Disappearing menu panel Part 2
mark
markfpyles at gmail.com
Fri Jan 2 04:13:31 UTC 2009
Hi Charlie:
I followed your instructions as best I could. Below is what I was able
to find out. I can't locate the gnome directory and there doesn't appear
to be any gnome panel installed. How do I fix that? Thanks again Charlie.
mark at mark:~$ sudo apt-get remove --purge gnome panel
Reading package lists... Done
Building dependency tree
Reading state information... Done
Package gnome is not installed, so not removed
E: Couldn't find package panel
mark at mark:~$ cd .config
mark at mark:~/.config$ ls
compiz gtk-2.0 tracker user-dirs.dirs user-dirs.locale
mark at mark:~/.config$ cd gnome
bash: cd: gnome: No such file or directory
mark at mark:~$ sudo apt-get install gnome panel
Reading package lists... Done
Building dependency tree
Reading state information... Done
E: Couldn't find package panel
Mark
Charlie Kravetz wrote:
> On Wed, 31 Dec 2008 18:59:51 -0500
> mark <markfpyles at gmail.com> wrote:
>
>
>> Hi Charlie:
>>
>> Thank you for the information but my Alt+F2 doesn't work. I can't get
>> it to bring up any windows when I press Alt+F2. Is there another way
>> or a command line way? Thank you.
>>
>> Mark
>>
>> Charlie Kravetz wrote:
>>
>>> On Wed, 31 Dec 2008 07:59:16 -0500
>>> mark <markfpyles at gmail.com> wrote:
>>>
>>>
>>>
>>>> Hello:
>>>>
>>>> I did all the things you suggested but nothing seemed to work. I
>>>> was at my wits end due to all of my programs that I used were on
>>>> the top menu panel and I could no longer open any programs. I
>>>> finally had to reinstall and this time put my program shortcut
>>>> icons on my desktop instead of in the menu panel. After a couple
>>>> of times of restarting the computer, the menus are gone again! I
>>>> am able to get to the programs I use most frequently, but still
>>>> can't get to the menu options I need such as "system" to get to
>>>> the system preferences and what have you. The screen's original
>>>> resolution was set for 1280x800 which I didn't set, but the
>>>> computer did from the installation and so I left it that way. Is
>>>> there some way to fix this problem that keeps happening? It is
>>>> driving me crazy!!! Thank you again for all your help!

- Raw data:
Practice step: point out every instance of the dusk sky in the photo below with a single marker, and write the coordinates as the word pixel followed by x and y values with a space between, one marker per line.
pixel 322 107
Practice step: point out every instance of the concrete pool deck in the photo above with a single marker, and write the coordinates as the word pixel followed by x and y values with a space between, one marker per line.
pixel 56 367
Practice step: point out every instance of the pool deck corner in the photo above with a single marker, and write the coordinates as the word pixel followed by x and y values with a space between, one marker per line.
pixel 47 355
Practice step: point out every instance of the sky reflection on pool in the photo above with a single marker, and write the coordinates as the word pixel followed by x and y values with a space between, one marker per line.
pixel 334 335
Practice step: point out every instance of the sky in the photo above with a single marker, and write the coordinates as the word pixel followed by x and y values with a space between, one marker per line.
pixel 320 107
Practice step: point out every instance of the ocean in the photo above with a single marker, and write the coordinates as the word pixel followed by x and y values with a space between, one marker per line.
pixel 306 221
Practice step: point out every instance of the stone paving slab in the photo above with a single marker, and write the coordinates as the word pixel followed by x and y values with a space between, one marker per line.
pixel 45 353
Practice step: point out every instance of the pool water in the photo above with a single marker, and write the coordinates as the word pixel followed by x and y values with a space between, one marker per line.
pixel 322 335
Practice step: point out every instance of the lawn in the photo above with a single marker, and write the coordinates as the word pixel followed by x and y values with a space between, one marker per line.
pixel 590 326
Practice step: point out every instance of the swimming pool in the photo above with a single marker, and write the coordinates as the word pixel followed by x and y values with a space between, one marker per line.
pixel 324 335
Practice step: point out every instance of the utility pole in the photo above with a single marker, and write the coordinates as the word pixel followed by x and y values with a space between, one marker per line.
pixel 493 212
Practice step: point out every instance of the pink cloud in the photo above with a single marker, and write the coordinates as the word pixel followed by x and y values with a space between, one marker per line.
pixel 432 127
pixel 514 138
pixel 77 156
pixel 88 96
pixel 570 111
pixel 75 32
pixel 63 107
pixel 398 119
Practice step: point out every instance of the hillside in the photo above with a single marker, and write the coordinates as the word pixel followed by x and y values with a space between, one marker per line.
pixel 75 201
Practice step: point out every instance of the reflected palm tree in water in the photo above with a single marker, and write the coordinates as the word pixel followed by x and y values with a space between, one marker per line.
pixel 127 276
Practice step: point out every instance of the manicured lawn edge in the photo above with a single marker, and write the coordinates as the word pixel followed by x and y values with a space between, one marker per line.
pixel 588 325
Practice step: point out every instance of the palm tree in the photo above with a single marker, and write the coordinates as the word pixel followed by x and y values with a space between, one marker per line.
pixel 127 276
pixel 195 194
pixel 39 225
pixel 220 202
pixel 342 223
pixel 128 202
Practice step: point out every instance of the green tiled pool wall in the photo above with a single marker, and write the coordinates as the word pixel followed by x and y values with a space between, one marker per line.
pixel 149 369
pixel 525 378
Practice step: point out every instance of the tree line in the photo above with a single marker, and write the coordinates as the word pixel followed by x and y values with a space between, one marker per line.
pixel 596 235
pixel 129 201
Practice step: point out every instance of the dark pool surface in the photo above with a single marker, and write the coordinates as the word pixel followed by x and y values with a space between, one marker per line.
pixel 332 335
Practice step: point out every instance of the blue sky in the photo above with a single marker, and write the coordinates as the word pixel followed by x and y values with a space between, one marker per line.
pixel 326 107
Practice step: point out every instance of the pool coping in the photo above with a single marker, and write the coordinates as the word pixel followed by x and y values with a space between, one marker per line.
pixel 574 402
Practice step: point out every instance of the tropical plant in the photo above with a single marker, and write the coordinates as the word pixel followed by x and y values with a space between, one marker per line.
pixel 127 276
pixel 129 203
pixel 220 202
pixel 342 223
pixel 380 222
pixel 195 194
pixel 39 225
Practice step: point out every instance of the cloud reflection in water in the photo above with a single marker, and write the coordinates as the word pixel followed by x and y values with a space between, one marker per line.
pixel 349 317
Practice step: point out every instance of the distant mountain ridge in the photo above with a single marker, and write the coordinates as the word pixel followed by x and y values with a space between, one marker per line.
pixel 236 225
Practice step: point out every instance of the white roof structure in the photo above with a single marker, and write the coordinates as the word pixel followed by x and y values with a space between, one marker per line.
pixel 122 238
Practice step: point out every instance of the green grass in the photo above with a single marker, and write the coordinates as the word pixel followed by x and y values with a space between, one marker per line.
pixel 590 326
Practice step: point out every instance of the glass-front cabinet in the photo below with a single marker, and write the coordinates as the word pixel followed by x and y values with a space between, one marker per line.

- Directive A: In the email thread about the disappearing menu panel, what screen resolution did the computer set during installation?
- Directive B: In the email thread about the disappearing menu panel, list every name that the ls command prints inside the .config directory.
- Directive C: Pick up the email thread about the disappearing menu panel after its last shown line and write what comes next.

- Right answer A: 1280x800

- Right answer B: compiz, gtk-2.0, tracker, user-dirs.dirs, user-dirs.locale

- Right answer C:
>>>>
>>>> Mark
>>>>
>>>>
>>>>
>>>> NoOp wrote:
>>>>
>>>>
>>>>> On 12/29/2008 04:17 PM, markfpyles wrote:
>>>>>
>>>>>
>>>>>
>>>>>> Hi everyone:
>>>>>>
>>>>>> I have a big problem. I am running Ubuntu 8.04 (Gnome desktop) on
>>>>>> a Dell Inspiron 1525 laptop and when I closed the computer down
>>>>>> everything was fine, but when I started the computer up the menu
>>>>>> panel at the top of my screen was gone and also my taskbar at the
>>>>>> bottom. All I am left with is a blank desktop. Is there a way to
>>>>>> get my menu at the top of my screen to work again? Please tell me
>>>>>> I don't have to re-install everything. Thank you.
>>>>>>
>>>>>> Mark
>>>>>>
>>>>>>
>>>>>>
>>>>>>
>>>>>>
>>>>> My _guess_ is that when you started back up the desktop defaulted
>>>>> to 800x600 resolution and the menus are still there but hidden
>>>>> because of the screen resolution.
>>>>>
>>>>>
>>>>> Try this:
>>>>>
>>>>> Alt-F2 (Alt key plus F2 key)
>>>>> then enter
>>>>> gnome-display-properties
>>>>> and see what the resolution is set at. See if yoiu can reset to
>>>>> 1024x768 or whatever your standard resoluton is. If that doesn't
>>>>> work, then try this:
>>>>>
>>>>> Alt-F2
>>>>> then enter
>>>>> gksu displayconfig-gtk
>>>>> and try resetting from there.
>>>>>
>>>>> If that doesn't work, then reboot and at the gdm login select
>>>>> "Session" and then "Failsafe GNOME" and login using that. That may
>>>>> get you back to a screen that shows the menus.
>>>>>
>>>>> And if all of those don't work, then reboot and at the grub menu,
>>>>> select the second kernel option for "Recovery". When that finishes
>>>>> booting select the xfix option. That will reset your xorg.conf to
>>>>> a default. When it finishes, select the 1st option to continue to
>>>>> boot normally.
>>>>>
>>>>>
>>>>>
>>> Just a guess here. Have you gone into your /home directory and
>>> deleted all the configuration files for gnome-panel?
>>>
>>> Remove gnome-panel using Alt+F2, sudo apt-get remove --purge
>>> gnome-panel , then go to ~/.config/gnome/gnome-panel and delete the
>>> files. Then using Terminal (Alt+F2) add the panel back (sudo apt-get
>>> install gnome-panel)
>>>
>>> This will, of course, remove any additions to the panel, but may fix
>>> the problem.
>>>
>>> Good luck,
>>>
>>>
>
> The only thing Alt+F2 does is bring up a command line. If it doesn't
> work, type the commands on the command line or use a tty terminal
> (Ctrl+Alt+F2).
>
> sudo apt-get remove --purge gnome-panel
> go to ~/.config/gnome/gnome-panel and delete the files
> sudo apt-get install gnome-panel
>
> NOTE: you may have to do
> killall -i gnome-panel
> before it will let you remove gnome-panel.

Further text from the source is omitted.